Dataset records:

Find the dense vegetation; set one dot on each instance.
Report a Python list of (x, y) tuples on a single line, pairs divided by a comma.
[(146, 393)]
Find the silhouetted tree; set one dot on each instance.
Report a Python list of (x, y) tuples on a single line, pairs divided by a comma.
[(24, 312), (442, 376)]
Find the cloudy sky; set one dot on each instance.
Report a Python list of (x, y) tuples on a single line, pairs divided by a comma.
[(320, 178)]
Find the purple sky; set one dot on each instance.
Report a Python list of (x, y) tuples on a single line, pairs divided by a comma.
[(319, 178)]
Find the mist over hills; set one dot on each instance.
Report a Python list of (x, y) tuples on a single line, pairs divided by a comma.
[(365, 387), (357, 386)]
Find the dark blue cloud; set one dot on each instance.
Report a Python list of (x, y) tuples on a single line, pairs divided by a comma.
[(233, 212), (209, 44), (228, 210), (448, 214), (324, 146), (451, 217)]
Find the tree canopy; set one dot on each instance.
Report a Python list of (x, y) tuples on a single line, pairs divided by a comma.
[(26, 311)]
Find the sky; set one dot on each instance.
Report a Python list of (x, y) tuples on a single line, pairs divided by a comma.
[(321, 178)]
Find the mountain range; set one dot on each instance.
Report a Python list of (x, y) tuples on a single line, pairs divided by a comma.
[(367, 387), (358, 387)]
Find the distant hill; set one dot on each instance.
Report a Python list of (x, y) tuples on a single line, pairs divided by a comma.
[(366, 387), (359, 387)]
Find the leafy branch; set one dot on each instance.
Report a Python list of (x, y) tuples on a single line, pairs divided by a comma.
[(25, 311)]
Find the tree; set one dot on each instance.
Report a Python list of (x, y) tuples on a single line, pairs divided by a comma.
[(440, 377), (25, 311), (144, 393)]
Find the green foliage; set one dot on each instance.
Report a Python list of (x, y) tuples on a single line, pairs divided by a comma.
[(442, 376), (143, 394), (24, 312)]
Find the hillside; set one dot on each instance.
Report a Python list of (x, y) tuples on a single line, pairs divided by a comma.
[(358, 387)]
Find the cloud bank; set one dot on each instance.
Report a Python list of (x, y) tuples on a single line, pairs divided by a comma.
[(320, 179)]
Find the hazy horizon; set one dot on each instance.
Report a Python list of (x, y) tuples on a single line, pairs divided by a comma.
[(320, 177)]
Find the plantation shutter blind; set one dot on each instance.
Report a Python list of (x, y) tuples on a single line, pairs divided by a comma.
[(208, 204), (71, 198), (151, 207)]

#### Exercise instructions:
Copy out the lines of the records above without any changes, from the line with "Find the tree; set one dot on each instance." to the line with "[(440, 377), (25, 311), (144, 393)]", including both of those lines.

#### Solution below:
Find the tree; set one dot on each instance.
Report a Python list of (x, y) tuples on a single line, pairs divided by a comma.
[(440, 377), (25, 311), (144, 393)]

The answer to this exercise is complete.